§ Records provided:
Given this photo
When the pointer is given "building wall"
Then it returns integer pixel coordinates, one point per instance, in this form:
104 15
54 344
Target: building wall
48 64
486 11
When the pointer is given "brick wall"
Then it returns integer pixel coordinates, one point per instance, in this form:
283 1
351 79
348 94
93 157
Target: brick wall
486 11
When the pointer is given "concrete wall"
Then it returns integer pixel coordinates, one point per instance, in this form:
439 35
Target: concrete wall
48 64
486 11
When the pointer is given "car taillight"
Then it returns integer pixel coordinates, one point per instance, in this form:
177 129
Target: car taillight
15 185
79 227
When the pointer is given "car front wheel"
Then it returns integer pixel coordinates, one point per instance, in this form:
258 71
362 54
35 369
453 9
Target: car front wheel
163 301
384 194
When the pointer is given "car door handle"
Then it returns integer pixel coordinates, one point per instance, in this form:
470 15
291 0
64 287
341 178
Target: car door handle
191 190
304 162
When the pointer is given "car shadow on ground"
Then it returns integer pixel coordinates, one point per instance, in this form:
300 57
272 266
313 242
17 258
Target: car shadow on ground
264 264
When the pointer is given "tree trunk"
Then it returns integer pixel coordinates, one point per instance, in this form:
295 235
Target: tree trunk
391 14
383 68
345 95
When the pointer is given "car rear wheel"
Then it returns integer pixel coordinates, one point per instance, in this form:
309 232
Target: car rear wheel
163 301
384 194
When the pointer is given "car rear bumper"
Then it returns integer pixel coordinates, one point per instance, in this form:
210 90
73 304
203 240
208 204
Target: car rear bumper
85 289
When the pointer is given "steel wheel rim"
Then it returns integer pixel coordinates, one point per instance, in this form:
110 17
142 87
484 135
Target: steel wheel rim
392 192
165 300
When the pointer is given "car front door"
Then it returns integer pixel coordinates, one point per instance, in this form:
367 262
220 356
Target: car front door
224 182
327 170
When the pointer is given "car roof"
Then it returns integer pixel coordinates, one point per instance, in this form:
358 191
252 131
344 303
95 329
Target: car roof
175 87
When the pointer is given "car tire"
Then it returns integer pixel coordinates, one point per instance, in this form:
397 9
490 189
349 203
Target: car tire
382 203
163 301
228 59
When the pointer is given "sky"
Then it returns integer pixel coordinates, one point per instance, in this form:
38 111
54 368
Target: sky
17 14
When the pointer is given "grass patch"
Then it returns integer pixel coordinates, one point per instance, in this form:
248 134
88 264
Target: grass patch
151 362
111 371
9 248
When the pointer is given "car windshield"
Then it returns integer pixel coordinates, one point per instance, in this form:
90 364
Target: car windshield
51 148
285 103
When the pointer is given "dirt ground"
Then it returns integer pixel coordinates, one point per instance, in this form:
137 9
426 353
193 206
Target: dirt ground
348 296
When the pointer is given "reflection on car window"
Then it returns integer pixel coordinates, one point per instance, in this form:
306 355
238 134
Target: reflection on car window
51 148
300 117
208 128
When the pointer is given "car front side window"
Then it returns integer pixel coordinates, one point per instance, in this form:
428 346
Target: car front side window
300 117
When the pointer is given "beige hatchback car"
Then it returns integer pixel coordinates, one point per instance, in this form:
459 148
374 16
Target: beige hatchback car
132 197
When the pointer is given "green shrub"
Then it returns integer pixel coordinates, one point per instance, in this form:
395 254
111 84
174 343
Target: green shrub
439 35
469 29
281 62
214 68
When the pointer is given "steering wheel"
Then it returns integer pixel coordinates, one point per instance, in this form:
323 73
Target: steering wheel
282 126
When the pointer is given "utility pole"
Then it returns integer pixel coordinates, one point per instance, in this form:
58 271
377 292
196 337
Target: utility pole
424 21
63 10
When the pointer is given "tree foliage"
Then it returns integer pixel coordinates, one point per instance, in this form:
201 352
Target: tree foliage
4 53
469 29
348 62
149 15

§ Task goal:
Repeat the lines above, from the one containing "Target: steering wheel" to the final line, word for word and with nothing else.

§ Output for this task:
Target: steering wheel
282 126
When the pointer is given "utility pole"
Then it returns integer pixel coordinates, one point per instance, in this form:
58 271
377 292
196 337
Target: utility pole
424 21
63 10
When the pointer is given "tree foliage"
Then it returns integer pixel coordinates, one point per instance, in this form:
201 352
Target: tree foliage
4 53
469 29
348 62
149 15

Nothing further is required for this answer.